### Given problem
Return, word for word, every line starting at the line with "Practice step: find the laptop" and ending at the final line of the entries; skip the pictures.

───── Source records ─────

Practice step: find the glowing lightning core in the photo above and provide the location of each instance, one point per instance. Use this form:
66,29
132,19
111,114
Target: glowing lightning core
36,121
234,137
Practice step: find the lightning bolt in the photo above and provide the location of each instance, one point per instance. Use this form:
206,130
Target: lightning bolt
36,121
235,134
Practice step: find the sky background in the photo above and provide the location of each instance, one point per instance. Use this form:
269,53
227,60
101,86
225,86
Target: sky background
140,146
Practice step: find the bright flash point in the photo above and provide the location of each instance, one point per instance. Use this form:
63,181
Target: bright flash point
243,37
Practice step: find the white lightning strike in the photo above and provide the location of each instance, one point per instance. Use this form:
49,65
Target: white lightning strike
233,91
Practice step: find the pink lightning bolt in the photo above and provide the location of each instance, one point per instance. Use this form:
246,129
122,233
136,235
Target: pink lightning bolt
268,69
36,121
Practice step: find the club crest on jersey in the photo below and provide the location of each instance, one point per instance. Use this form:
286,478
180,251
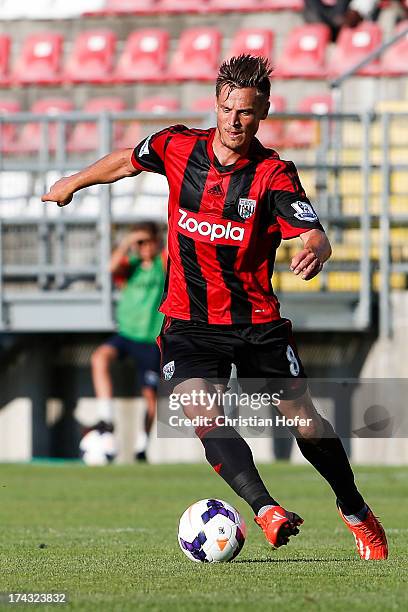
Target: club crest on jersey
304,211
168,370
144,149
246,208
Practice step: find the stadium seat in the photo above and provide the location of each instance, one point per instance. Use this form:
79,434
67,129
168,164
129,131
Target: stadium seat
304,54
4,60
287,281
155,105
395,58
239,6
40,60
353,45
343,281
181,6
92,57
144,57
31,136
8,131
196,58
203,105
271,131
158,105
85,135
128,7
75,8
40,9
305,132
283,5
255,41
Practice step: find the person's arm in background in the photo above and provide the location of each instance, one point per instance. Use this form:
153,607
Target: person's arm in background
108,169
358,10
309,261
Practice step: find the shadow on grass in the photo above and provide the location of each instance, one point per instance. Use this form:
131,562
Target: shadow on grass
301,560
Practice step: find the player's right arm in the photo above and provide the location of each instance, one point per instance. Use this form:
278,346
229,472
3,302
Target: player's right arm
108,169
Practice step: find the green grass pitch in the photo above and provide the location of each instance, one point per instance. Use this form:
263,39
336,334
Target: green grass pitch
107,537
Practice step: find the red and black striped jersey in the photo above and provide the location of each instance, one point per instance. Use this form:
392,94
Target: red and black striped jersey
225,224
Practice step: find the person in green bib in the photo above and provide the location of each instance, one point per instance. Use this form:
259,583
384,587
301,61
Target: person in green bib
138,266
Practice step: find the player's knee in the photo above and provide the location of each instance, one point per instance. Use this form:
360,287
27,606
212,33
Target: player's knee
100,358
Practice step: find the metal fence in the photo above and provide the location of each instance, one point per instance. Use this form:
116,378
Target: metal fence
53,262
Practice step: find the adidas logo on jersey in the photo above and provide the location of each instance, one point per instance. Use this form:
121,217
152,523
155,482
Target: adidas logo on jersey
277,517
168,370
223,233
216,190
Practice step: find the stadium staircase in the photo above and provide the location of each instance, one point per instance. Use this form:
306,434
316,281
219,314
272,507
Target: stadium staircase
77,81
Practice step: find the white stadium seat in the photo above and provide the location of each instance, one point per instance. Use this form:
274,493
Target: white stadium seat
47,9
74,8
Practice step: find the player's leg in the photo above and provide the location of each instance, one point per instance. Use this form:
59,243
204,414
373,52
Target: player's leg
273,354
321,446
101,361
200,360
225,450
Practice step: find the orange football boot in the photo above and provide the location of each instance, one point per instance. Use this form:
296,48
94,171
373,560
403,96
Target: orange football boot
369,535
279,525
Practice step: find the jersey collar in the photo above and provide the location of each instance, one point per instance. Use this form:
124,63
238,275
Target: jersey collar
253,156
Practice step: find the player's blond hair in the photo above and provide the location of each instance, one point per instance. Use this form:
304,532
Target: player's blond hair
245,71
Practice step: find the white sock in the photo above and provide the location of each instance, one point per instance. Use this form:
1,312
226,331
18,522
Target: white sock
141,442
105,409
264,509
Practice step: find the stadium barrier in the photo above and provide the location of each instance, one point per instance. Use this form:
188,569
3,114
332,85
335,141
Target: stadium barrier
53,262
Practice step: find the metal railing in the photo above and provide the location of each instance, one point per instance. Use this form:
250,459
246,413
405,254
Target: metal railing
56,277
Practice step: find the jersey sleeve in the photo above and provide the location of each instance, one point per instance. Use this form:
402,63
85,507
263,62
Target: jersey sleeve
150,153
290,205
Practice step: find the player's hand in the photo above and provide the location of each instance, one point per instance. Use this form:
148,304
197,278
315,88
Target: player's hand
306,264
61,192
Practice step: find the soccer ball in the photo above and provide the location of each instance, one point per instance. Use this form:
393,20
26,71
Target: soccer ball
211,531
97,448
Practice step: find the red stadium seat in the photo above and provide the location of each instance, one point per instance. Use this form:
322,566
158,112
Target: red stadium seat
283,5
4,60
40,60
255,41
304,53
85,135
156,105
144,57
8,131
239,6
204,105
31,136
395,58
305,132
92,58
128,7
196,58
353,45
181,6
271,131
252,6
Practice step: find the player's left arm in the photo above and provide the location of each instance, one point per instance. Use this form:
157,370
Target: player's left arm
309,261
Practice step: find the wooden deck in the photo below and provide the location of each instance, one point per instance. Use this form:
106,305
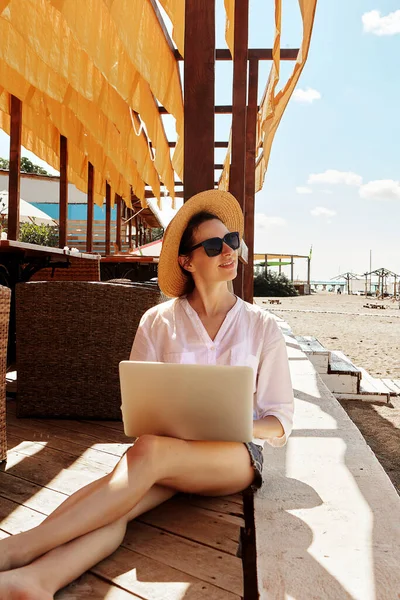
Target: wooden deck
185,549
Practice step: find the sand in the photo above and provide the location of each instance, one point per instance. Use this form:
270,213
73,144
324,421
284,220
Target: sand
371,339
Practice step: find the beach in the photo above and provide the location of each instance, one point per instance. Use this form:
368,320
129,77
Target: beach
371,339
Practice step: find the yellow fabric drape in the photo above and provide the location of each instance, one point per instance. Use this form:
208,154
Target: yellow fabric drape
273,106
175,10
45,41
62,80
103,43
230,23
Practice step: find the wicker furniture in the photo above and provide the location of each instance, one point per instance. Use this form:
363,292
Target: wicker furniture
79,269
71,337
5,298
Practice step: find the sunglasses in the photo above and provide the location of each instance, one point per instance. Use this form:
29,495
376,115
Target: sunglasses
213,246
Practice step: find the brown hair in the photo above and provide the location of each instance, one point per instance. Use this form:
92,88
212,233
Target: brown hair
187,242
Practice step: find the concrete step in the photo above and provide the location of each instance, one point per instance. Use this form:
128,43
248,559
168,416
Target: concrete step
371,389
340,363
316,353
341,383
393,387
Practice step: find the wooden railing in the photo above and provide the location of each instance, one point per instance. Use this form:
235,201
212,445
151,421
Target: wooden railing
76,237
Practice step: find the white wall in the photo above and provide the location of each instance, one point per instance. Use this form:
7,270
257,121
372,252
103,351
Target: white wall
40,188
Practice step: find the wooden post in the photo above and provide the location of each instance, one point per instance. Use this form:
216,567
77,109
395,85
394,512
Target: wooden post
137,232
199,78
129,213
250,185
14,168
90,209
63,223
108,219
118,201
239,102
140,231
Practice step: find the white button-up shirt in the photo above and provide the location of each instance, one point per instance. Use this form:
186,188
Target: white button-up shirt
172,332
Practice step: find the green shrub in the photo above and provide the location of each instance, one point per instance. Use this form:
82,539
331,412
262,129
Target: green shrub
43,235
273,284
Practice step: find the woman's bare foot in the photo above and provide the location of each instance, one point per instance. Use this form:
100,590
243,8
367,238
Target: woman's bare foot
15,586
10,554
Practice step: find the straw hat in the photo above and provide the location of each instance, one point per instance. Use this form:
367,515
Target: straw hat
223,205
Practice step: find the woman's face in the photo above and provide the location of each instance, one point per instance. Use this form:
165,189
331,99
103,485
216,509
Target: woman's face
214,269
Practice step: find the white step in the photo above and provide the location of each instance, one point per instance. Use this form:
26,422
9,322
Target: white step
340,383
374,385
316,353
365,397
394,389
371,389
340,363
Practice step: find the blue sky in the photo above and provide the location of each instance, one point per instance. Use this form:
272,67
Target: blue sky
333,177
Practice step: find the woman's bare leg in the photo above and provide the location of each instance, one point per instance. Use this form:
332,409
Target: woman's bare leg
44,577
210,468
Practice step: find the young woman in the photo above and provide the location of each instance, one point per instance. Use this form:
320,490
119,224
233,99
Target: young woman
204,323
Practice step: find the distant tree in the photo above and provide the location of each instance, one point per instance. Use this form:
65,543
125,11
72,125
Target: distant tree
43,235
27,166
157,233
273,284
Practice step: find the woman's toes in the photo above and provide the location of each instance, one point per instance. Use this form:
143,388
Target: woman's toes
14,586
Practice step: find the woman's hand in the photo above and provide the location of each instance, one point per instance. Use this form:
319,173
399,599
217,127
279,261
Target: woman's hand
268,427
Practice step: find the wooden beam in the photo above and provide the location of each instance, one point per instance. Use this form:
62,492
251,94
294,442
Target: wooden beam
250,185
90,209
129,215
137,231
108,219
239,100
118,241
253,54
199,95
14,168
216,144
63,222
220,109
162,25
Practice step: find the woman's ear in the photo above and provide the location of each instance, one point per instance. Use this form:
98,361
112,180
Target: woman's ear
185,263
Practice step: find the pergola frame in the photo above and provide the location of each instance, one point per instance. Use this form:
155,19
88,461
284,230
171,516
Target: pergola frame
199,138
279,257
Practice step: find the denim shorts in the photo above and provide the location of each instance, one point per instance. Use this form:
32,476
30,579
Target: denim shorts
257,459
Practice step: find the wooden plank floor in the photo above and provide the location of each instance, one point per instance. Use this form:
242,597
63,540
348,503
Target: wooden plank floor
184,549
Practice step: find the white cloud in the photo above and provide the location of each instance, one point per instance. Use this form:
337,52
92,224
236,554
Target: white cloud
321,211
306,96
264,222
381,189
334,177
374,23
303,190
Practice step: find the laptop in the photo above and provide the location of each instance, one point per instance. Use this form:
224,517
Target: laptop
190,402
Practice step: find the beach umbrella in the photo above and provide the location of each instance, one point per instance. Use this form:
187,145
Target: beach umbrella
27,214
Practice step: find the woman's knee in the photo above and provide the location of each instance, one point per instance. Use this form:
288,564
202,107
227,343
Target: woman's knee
146,447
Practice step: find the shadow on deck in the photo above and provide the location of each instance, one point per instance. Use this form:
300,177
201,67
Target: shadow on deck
184,549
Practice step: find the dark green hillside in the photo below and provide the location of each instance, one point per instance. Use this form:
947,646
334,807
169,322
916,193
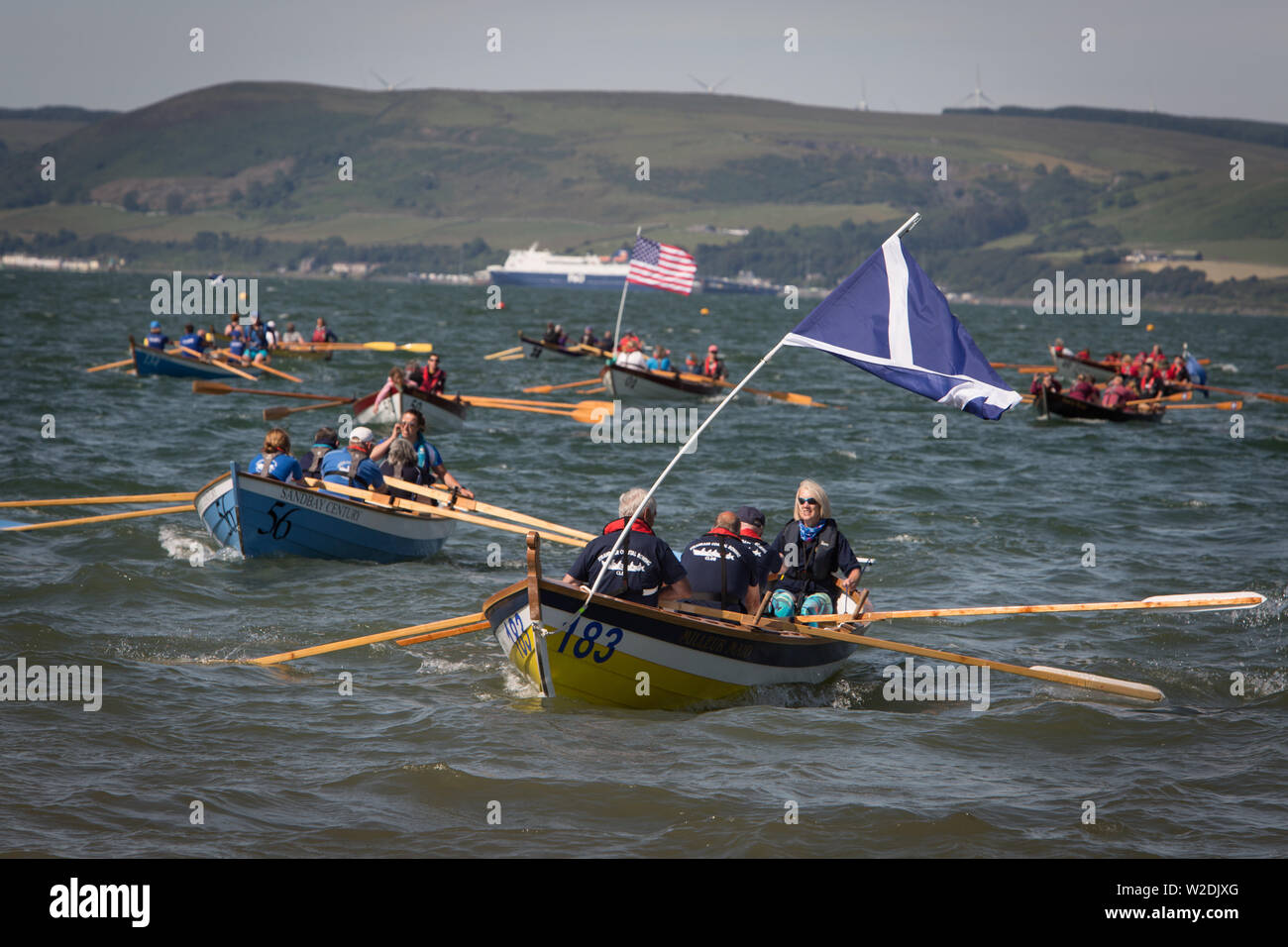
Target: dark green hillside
257,163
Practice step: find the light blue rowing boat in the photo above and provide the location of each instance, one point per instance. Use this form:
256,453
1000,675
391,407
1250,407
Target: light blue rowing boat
259,515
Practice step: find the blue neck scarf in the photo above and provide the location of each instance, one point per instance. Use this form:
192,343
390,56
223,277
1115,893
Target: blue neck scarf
809,532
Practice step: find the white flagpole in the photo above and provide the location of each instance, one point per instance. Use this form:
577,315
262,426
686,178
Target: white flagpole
657,483
907,226
621,305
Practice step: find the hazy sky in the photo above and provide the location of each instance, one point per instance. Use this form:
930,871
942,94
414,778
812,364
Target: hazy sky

─────

### Task solution
Practice step: find the laptop in the photo above and provide the location of each instance, one point per instance. Use this form:
224,517
Target: laptop
190,402
Practice step: find the beach umbrella in the photo above and provide the location of each instance, one point per instance. Use this form:
187,145
Target: beach umbrella
27,214
Practice step: find the woman's knee in the photo above and provide the location of each instance, one point per instance. Use this form:
288,564
202,107
227,343
Target: woman's knee
146,447
Practice step: find the shadow on deck in the photo above and provide the location of each instance, one point per instance. Use this form:
300,177
201,67
Target: shadow on deck
184,549
Practice step: find the dark green hillside in the photo below and provide the location of each instance, one point per instance. Use this form:
947,646
334,807
169,322
916,193
Target: dark green hillside
257,163
Practice step: find the light blue rowing boat in the photo above and provide the location of each instance, one point per instance. Use this form:
256,453
1000,675
391,407
1250,407
Target: light blue rowing boat
259,515
Practice step: find the blue neck scarf in the photo above and provide the location of each instance, one point per instance. Use this form:
192,343
390,56
223,277
1115,893
Target: blue neck scarf
809,532
Practice step: find the white flagpole in the photo above and provide the location of each instance, one point per instance. Use this form:
577,315
262,426
686,178
Target: white flagpole
657,483
907,226
621,305
Practice step: find the hazy sky in the photo above and provide the location of each instance, one point per instance. Use this form:
930,871
942,94
414,778
812,364
Target: hazy sky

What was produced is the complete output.